Passage:
────────────────────
The algorithm starts with solving Lagrangian relaxation LRX-CSApHLRP using bundle algorithm (Frangioni 1995). The output (when stopping criteria of bundle are met) is in the form of a feasible solution with respect to the kept constraints (at least the p hubs are identified) as well as a set of coefficients of variables in the objective function. Such coefficients contain dual information.

3.2.1 Low-level heuristics

A rather large set of heuristics categorized in three classes, constructive, improvement, and perturbation are used within our hyper-heuristic framework. In the following, we describe every heuristic with sufficient details.

Constructive heuristics They build a solution from the scratch, based on several predefined rules. In this study, two constructive algorithms are implemented—CS1 and CS2.

  1. CS 1)

    That is outlined in Algorithm 1, performs as in the following: it selects p hubs that have the highest sum of supply and demand. Then, it allocates at least \(\Gamma\) nearest spokes to every hub (by considering capacity, e.g., based on the volume of demand/supply arriving/departing at/from the hub for the spoke on route). Finally, it incrementally constructs each feeder route by sequencing the spokes allocated to a given hub taking into consideration the capacity constraint.
────────────────────
Records for the task:
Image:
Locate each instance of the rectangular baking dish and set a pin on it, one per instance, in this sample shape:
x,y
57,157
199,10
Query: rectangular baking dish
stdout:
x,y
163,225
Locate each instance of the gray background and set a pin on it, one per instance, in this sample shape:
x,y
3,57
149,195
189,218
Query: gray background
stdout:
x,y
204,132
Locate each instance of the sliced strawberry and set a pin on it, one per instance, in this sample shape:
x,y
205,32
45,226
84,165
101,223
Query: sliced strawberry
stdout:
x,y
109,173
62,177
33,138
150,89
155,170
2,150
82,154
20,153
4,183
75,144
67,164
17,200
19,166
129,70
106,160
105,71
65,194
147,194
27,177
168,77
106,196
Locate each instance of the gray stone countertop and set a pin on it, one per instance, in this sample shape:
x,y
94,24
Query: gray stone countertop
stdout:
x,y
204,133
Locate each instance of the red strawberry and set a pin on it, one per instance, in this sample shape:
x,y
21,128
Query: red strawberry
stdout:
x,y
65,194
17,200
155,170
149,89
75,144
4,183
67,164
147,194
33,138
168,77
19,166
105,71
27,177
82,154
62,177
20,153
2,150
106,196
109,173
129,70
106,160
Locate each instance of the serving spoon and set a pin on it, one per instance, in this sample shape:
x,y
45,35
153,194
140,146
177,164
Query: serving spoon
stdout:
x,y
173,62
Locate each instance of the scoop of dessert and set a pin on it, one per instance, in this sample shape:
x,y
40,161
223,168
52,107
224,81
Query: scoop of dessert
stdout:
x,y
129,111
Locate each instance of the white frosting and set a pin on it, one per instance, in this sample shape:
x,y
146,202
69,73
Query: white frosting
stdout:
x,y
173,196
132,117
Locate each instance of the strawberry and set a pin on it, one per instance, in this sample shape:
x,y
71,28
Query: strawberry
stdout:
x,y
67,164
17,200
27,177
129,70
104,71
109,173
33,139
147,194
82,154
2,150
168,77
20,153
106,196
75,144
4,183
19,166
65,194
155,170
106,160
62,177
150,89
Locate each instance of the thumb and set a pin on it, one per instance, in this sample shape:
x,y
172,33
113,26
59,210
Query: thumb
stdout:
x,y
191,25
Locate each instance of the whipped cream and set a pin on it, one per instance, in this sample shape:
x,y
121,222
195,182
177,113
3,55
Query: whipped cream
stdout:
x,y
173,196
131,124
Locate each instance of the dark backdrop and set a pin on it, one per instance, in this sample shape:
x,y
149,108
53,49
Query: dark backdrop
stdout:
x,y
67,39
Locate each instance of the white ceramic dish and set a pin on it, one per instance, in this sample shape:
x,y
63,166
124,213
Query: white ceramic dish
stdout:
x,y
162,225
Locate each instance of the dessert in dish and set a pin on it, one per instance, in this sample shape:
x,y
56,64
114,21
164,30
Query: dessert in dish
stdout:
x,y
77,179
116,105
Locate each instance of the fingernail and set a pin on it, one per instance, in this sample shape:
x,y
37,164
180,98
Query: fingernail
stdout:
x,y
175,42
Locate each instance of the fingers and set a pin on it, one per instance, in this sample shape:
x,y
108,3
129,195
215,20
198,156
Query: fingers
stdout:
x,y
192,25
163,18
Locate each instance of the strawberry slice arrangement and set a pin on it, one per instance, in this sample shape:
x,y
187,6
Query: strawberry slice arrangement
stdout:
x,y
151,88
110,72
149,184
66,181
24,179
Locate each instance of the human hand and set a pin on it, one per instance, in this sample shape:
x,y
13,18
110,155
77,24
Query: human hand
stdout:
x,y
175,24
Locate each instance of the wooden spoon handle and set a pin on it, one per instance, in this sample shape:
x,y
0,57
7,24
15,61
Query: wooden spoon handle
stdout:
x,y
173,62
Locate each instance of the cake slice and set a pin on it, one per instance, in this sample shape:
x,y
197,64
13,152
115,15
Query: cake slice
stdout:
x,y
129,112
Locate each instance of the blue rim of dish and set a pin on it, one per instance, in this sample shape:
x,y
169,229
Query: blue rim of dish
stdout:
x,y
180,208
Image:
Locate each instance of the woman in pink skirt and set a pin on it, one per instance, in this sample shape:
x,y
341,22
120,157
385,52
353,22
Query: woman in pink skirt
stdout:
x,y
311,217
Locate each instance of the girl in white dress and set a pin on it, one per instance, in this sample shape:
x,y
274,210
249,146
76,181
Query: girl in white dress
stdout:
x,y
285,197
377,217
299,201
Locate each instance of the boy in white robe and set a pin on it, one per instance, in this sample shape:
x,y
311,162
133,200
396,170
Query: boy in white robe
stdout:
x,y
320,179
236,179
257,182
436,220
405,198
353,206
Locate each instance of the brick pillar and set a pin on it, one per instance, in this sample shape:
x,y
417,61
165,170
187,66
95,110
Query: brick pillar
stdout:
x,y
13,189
────────────────────
Work to do:
a. In the passage on low-level heuristics, what three classes are the heuristics categorized into?
b. Copy out the listing lines starting with the line that contains "Locate each instance of the boy" and going on through the end of the listing.

Answers to the exercises:
a. Constructive, improvement, and perturbation.

b.
Locate each instance of the boy in white robe and set a pin on it, one per instance, in this sample shape:
x,y
311,162
133,200
396,170
Query: boy in white robe
stdout:
x,y
320,179
236,179
257,182
436,220
405,198
353,206
Locate each instance of the brick pillar and set a pin on it, one per instance, in this sample shape:
x,y
417,61
165,170
187,66
95,110
Query: brick pillar
stdout:
x,y
13,189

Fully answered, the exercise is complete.